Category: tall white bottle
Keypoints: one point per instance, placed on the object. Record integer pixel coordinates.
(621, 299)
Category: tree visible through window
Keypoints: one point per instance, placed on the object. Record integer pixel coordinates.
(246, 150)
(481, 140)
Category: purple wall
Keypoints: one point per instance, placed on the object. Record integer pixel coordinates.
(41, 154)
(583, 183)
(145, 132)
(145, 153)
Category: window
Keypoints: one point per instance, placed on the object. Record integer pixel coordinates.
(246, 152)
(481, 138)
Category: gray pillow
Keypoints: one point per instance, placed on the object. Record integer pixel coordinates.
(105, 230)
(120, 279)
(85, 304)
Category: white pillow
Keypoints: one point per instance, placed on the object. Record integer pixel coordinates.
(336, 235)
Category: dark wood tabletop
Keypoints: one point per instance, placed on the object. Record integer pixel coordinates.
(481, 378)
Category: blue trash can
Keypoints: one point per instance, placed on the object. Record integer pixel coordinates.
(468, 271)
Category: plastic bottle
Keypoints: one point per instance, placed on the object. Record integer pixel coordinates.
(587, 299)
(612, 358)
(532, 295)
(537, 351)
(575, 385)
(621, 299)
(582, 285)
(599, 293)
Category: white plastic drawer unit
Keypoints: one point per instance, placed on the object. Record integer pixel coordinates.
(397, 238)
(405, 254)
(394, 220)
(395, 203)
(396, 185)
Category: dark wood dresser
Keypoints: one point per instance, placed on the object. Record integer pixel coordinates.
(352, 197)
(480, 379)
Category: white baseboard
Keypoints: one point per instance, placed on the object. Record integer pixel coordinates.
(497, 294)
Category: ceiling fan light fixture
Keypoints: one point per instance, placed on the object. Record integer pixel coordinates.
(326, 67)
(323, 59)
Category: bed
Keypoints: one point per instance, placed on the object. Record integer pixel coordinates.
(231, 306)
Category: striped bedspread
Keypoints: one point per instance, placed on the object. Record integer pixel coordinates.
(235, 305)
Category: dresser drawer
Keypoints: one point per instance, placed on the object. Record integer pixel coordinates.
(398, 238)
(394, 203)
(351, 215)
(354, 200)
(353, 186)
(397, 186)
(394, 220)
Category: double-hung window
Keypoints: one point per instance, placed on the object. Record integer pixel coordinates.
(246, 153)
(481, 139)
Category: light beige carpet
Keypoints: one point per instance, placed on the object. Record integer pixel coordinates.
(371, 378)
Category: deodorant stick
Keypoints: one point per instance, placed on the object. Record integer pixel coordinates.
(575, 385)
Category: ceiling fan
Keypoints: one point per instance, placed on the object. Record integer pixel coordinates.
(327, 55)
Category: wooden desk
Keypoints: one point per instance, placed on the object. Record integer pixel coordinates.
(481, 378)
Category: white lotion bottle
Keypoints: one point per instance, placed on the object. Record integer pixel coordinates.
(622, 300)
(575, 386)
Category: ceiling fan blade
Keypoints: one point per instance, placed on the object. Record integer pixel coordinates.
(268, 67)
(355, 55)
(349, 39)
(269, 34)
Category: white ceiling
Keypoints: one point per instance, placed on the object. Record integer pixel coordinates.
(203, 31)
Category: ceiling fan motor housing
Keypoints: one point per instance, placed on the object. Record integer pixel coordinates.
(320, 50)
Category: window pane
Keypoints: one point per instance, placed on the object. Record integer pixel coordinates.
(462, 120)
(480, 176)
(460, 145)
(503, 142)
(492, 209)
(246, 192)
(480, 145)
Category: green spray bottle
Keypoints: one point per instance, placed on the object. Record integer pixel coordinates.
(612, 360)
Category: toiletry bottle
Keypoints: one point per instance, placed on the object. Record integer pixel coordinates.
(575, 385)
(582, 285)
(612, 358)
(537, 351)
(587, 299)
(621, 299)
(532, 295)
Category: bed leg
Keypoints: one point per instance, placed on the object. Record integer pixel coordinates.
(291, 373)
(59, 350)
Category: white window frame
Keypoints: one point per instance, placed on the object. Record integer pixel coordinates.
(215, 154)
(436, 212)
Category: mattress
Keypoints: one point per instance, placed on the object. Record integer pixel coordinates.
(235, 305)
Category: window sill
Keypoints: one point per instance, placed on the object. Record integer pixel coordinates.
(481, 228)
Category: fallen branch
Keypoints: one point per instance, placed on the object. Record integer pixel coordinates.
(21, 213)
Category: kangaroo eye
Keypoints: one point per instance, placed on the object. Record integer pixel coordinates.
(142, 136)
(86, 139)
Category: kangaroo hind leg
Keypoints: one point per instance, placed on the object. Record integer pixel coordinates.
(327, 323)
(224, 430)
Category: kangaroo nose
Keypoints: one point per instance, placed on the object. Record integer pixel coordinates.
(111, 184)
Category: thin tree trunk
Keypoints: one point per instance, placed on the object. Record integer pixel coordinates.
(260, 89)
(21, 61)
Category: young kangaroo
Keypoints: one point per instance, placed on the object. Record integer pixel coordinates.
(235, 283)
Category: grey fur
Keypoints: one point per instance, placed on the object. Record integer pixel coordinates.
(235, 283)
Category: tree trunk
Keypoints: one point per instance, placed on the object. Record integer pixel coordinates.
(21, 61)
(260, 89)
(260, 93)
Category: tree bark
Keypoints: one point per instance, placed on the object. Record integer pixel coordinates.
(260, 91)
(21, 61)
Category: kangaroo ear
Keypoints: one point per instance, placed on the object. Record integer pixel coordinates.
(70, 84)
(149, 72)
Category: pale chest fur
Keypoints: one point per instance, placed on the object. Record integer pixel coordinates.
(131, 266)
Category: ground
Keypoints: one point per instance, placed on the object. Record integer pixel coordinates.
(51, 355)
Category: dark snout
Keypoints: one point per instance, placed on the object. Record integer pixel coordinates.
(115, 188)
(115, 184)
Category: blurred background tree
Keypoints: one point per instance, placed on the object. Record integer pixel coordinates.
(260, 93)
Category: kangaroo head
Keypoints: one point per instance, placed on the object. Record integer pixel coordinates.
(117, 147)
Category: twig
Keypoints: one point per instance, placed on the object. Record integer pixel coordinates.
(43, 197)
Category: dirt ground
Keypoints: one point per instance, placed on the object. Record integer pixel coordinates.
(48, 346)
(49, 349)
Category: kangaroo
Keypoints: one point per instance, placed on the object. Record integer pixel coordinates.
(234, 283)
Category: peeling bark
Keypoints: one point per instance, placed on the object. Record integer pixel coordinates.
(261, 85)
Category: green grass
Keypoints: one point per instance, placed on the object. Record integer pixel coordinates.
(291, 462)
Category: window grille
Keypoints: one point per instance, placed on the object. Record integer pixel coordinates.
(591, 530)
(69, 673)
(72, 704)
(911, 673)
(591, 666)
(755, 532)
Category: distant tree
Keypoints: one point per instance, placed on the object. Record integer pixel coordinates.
....................
Return the listing above in full, character for character.

CORRECT RESPONSE:
Category: tall white bottle
Keypoints: one point per instance, placed on the object. Record integer pixel coordinates.
(621, 299)
Category: tree visible through window
Keypoints: one point per instance, placed on the object. Record integer pixel coordinates.
(246, 150)
(481, 140)
Category: purple wall
Keypoints: one point per instance, placed on the object. Record integer pixel coordinates.
(41, 154)
(583, 183)
(145, 132)
(145, 153)
Category: window
Keypoints: one point per instance, placed on the object. Record integer pixel coordinates.
(246, 152)
(481, 138)
Category: gray pillow
Keypoints: one point per instance, placed on the object. Record integer pixel coordinates.
(105, 230)
(120, 279)
(85, 304)
Category: white pillow
Keypoints: one point per instance, placed on the object. Record integer pixel coordinates.
(336, 235)
Category: dark wood tabletop
Keypoints: one point per instance, placed on the object. Record integer pixel coordinates.
(481, 378)
Category: blue trash can
Keypoints: one point per instance, placed on the object. Record integer pixel coordinates.
(468, 271)
Category: plastic bottle
Keypoints: one point per instance, placed on the object. Record integer pixel coordinates.
(587, 299)
(612, 358)
(532, 295)
(537, 351)
(575, 385)
(621, 299)
(582, 285)
(599, 293)
Category: white plastic drawer unit
Keypoints: one point per instance, placed on the object. Record integer pixel coordinates.
(397, 238)
(405, 254)
(394, 220)
(395, 203)
(396, 185)
Category: dark wood dresser
Keypoints: one point per instance, placed on the object. Record integer pixel coordinates.
(352, 197)
(480, 379)
Category: white baseboard
Keypoints: one point per instance, placed on the object. Record integer pixel coordinates.
(497, 294)
Category: ceiling fan light fixture
Keypoints: one point per instance, placed on the object. Record integer pixel coordinates.
(326, 67)
(323, 59)
Category: bed
Keypoints: one point per instance, placed on the object. Record integer pixel coordinates.
(231, 306)
Category: striped bedspread
Keypoints: one point per instance, placed on the object. Record integer pixel coordinates.
(235, 305)
Category: dresser drawer
Keypoints: one point per instance, placed on the object. Record integer pixel coordinates.
(398, 238)
(394, 203)
(351, 215)
(354, 200)
(353, 186)
(397, 186)
(394, 220)
Category: double-hung window
Keypoints: one point per instance, placed on the object. Record integer pixel coordinates.
(246, 153)
(481, 139)
Category: light beige carpet
Keypoints: one point per instance, placed on the object. Record integer pixel coordinates.
(371, 378)
Category: deodorant stick
Keypoints: one point per instance, placed on the object. Record integer pixel coordinates.
(575, 385)
Category: ceiling fan
Keypoints: one point per instance, placed on the object. Record integer pixel coordinates.
(327, 55)
Category: wooden desk
Keypoints: one point per instance, placed on the object. Record integer pixel coordinates.
(481, 378)
Category: white lotion bottle
Keypoints: one point per instance, placed on the object. Record integer pixel coordinates.
(622, 300)
(575, 386)
Category: ceiling fan blade
Keypoints: one point per instance, placed on the object. Record integer pixel coordinates.
(268, 67)
(355, 55)
(349, 39)
(269, 34)
Category: white ceiling
Keypoints: one point per instance, placed on the object. Record integer pixel coordinates.
(203, 31)
Category: ceiling fan motor housing
Keypoints: one point per instance, placed on the object. Record integer pixel coordinates.
(320, 50)
Category: window pane
Keypoints: one point per instance, placed on the object. Record integer pixel coordinates.
(462, 120)
(480, 176)
(460, 145)
(503, 142)
(492, 209)
(246, 192)
(480, 145)
Category: green spray bottle
Keypoints: one point per instance, placed on the object. Record integer pixel coordinates.
(612, 360)
Category: toiletry bottle
Keypoints: one point per instance, placed on the object. Record integer pixel coordinates.
(575, 385)
(582, 285)
(612, 358)
(537, 351)
(587, 299)
(621, 299)
(532, 295)
Category: bed leg
Keypoints: one point per instance, placed on the object. Record integer pixel coordinates.
(291, 373)
(59, 350)
Category: white window frame
Keypoints: one point per instance, placed on the object. Record integer pixel coordinates.
(215, 154)
(436, 212)
Category: mattress
Keypoints: one point per instance, placed on the object. Record integer pixel coordinates.
(235, 305)
Category: window sill
Keypoints: one point per instance, placed on the object. Record integer pixel coordinates.
(481, 228)
Category: fallen branch
Keypoints: one point per instance, placed on the object. Record integer pixel coordinates.
(21, 213)
Category: kangaroo eye
Keypoints: one point per instance, placed on the object. Record integer pixel coordinates.
(142, 136)
(86, 139)
Category: kangaroo hind leg
Keypoints: one point per instance, placed on the object. Record integer pixel coordinates.
(327, 323)
(224, 430)
Category: kangaroo nose
Keypoints: one point per instance, placed on the object. Record integer pixel coordinates.
(111, 184)
Category: thin tree trunk
Keypoints: one point per instance, placed on the object. Record integer pixel coordinates.
(260, 89)
(21, 61)
Category: young kangaroo
Keypoints: one point per instance, placed on the object. Record integer pixel coordinates.
(235, 283)
Category: grey fur
Keypoints: one point per instance, placed on the object. Record integer pixel coordinates.
(235, 283)
Category: tree trunk
Keypoints: one point per instance, placed on the object. Record integer pixel coordinates.
(21, 61)
(260, 89)
(260, 93)
Category: tree bark
Keypoints: one point per instance, placed on the object. Record integer pixel coordinates.
(260, 91)
(21, 61)
Category: kangaroo ear
Keypoints: one point per instance, placed on the object. Record integer pixel coordinates.
(70, 84)
(149, 72)
Category: pale chest fur
Keypoints: one point per instance, placed on the object. Record integer pixel coordinates.
(131, 266)
Category: ground
Keypoints: one point per instance, placed on the object. Record integer pixel coordinates.
(51, 355)
Category: dark snout
Keypoints: one point per instance, placed on the object. Record integer pixel coordinates.
(115, 188)
(115, 184)
Category: blurred background tree
Keypoints: one point per instance, placed on the object. Record integer pixel coordinates.
(260, 93)
Category: kangaroo head
Keypoints: one point per instance, placed on the object. Record integer pixel coordinates.
(117, 147)
Category: twig
Keypoints: one point per instance, placed on the object. Record integer pixel coordinates.
(43, 197)
Category: dirt ground
Keypoints: one point per instance, placed on the object. Record integer pixel coordinates.
(48, 346)
(49, 349)
Category: kangaroo
Keypoints: one point per instance, placed on the object. Record integer pixel coordinates.
(234, 283)
Category: peeling bark
Keypoints: one point per instance, placed on the object. Record integer pixel coordinates.
(261, 85)
Category: green grass
Keypoints: one point per instance, placed on the object. Record integer pixel coordinates.
(291, 462)
Category: window grille
Keypoints: one point per instance, placed on the object. Record integer pixel coordinates.
(591, 530)
(69, 673)
(72, 704)
(911, 673)
(591, 666)
(755, 532)
Category: distant tree
Keypoints: one point per instance, placed on the object. Record integer pixel coordinates.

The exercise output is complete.